## Listing
Start
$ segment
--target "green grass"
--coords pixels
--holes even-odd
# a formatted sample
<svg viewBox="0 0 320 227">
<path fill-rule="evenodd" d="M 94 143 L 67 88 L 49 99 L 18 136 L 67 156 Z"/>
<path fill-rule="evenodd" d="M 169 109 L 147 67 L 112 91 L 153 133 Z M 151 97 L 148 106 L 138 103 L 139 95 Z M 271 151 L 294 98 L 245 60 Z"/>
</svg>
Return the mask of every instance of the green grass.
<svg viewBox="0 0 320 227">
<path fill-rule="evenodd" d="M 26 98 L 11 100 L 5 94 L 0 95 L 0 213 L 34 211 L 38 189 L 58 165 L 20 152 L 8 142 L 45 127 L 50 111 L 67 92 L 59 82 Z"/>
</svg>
End
## What this task involves
Print the material above again, line for line, changing nothing.

## Final answer
$ segment
--target "green grass"
--coords pixels
--holes even-odd
# a formatted sample
<svg viewBox="0 0 320 227">
<path fill-rule="evenodd" d="M 94 143 L 67 88 L 49 99 L 18 136 L 67 156 Z"/>
<path fill-rule="evenodd" d="M 169 109 L 147 67 L 112 91 L 153 133 Z M 151 97 L 148 106 L 138 103 L 139 95 Z M 271 151 L 294 98 L 245 60 Z"/>
</svg>
Return the mask of every instance of the green grass.
<svg viewBox="0 0 320 227">
<path fill-rule="evenodd" d="M 26 98 L 11 100 L 5 94 L 0 95 L 0 213 L 34 211 L 38 189 L 58 165 L 20 152 L 8 142 L 45 127 L 50 111 L 67 92 L 59 82 Z"/>
</svg>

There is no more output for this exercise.